*Exercise*:
Transcribe the lines of the records below verbatim, beginning at the line that contains "Find the tiny" and stopping after the line that contains "1102), (377, 1110)]".

Start Record extracts

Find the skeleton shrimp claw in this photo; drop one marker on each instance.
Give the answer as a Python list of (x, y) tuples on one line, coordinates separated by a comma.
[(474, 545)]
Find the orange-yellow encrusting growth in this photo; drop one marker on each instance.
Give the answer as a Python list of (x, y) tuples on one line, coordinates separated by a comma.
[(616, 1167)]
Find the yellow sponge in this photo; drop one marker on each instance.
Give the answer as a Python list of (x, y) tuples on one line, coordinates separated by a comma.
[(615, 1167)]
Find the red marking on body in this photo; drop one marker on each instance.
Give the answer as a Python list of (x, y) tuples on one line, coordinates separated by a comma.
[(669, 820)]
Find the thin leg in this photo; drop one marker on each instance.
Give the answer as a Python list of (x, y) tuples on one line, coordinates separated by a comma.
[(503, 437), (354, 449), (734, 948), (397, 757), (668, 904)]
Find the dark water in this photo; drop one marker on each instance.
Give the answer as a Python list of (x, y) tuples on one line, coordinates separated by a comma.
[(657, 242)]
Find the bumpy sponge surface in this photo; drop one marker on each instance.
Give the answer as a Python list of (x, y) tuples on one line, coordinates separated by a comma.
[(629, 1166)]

End Record extracts
Start Record extracts

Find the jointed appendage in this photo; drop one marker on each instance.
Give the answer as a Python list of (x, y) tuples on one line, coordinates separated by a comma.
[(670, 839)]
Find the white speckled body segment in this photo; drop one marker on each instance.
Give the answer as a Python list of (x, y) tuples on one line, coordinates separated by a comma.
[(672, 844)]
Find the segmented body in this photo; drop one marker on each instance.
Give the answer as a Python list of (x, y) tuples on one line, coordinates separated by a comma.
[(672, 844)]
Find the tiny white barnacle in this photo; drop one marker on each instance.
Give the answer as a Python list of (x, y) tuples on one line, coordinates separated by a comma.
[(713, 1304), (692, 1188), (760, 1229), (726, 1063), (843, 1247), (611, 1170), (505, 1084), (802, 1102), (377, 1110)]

End Record extracts
Start Record extracts

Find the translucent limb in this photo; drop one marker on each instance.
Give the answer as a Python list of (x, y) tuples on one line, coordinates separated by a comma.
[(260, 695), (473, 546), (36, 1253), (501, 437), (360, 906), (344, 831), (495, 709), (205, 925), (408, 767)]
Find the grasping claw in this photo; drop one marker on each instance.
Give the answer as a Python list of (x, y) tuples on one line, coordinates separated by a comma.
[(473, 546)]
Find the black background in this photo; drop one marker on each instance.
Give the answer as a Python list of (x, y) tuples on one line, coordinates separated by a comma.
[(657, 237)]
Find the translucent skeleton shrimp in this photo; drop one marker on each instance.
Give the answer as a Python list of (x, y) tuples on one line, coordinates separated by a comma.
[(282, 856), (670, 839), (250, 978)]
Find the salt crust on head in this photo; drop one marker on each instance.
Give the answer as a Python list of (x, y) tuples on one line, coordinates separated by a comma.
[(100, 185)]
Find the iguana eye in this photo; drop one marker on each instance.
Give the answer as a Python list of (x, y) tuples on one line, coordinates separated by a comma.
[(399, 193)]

End Record extracts

*Full answer*:
Find the tiny white barnacle in this photo; drop one marker on each instance.
Give the answer as a Python list of (x, y) tuples on one line, coordinates separated by a comma.
[(713, 1304), (692, 1188), (760, 1229), (726, 1063), (843, 1247), (611, 1170), (505, 1084), (802, 1102), (377, 1110)]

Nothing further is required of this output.